### Prompt:
Update the material from the line with "of the chaise" through the end, replacing "Pixel coordinates" with "Image coordinates" and leaving everything else unchanged.

### Provided data:
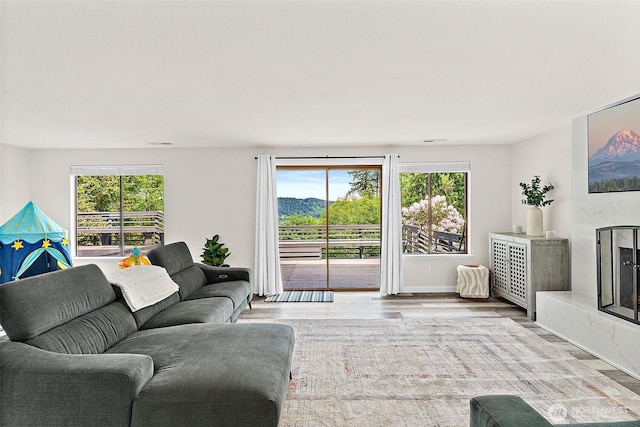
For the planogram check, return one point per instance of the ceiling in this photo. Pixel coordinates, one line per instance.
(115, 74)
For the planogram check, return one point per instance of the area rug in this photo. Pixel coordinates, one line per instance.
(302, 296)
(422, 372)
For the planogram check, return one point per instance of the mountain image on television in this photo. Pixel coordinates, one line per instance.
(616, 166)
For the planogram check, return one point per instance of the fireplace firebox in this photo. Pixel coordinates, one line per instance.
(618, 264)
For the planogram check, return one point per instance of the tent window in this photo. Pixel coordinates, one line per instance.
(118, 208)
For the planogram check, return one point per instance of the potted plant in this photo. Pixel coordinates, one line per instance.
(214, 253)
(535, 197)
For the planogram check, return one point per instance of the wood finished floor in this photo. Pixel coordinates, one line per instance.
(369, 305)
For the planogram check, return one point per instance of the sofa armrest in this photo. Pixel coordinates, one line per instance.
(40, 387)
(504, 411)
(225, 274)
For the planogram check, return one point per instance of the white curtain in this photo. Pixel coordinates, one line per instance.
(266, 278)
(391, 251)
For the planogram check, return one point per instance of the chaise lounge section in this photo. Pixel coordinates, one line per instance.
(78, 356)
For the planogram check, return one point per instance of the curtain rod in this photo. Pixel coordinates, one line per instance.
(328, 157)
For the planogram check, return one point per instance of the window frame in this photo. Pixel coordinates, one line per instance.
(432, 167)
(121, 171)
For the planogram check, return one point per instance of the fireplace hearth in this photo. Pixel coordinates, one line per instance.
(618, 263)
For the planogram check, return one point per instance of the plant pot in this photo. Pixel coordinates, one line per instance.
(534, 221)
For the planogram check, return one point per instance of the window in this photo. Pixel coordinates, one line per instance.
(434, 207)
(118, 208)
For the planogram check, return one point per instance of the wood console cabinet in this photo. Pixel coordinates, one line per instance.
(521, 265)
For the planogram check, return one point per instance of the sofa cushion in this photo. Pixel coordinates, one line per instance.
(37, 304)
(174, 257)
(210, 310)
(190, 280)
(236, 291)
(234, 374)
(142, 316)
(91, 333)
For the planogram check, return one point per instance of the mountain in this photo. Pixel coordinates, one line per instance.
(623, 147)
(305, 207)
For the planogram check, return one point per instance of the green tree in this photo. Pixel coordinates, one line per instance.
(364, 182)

### Output:
For the planogram check, return one point per instance of the chaise lounge section in this photo. Image coordinates, one line per instance.
(78, 356)
For the planogram check, return one point per instance of the curtain rod in this photo. Image coordinates, one line per instance.
(328, 157)
For the planogram check, return one point per instance of the window frame in this photo. Image coordinates, one line per instance.
(432, 167)
(121, 171)
For the planogram check, return one point per instance of the fireplace hearth in this photo. Image coordinates, one line per instance.
(618, 263)
For the planogram check, return one point per instance of the plant pot in this photo. Image coordinates, one line per instance.
(534, 221)
For the planogram check, return one point per instance of the window in this photo. Image coordinates, one line per instance.
(434, 207)
(118, 208)
For the planogram check, return one point per instance of the wood console cabinet in this photo. Image coordinates, one line per instance.
(521, 265)
For the planogram check, return one point per instance of the sofa cushion in this photo. Image coordinates, one line per instance.
(37, 304)
(174, 257)
(210, 310)
(190, 280)
(236, 291)
(234, 374)
(142, 316)
(91, 333)
For the planogram check, return one point per instance of the mountain in this photo. Image coordinates, one line per instance.
(623, 147)
(305, 207)
For the planogram check, return one point per instance of the green tree in this photo. Image coordinates, one line per instance.
(364, 182)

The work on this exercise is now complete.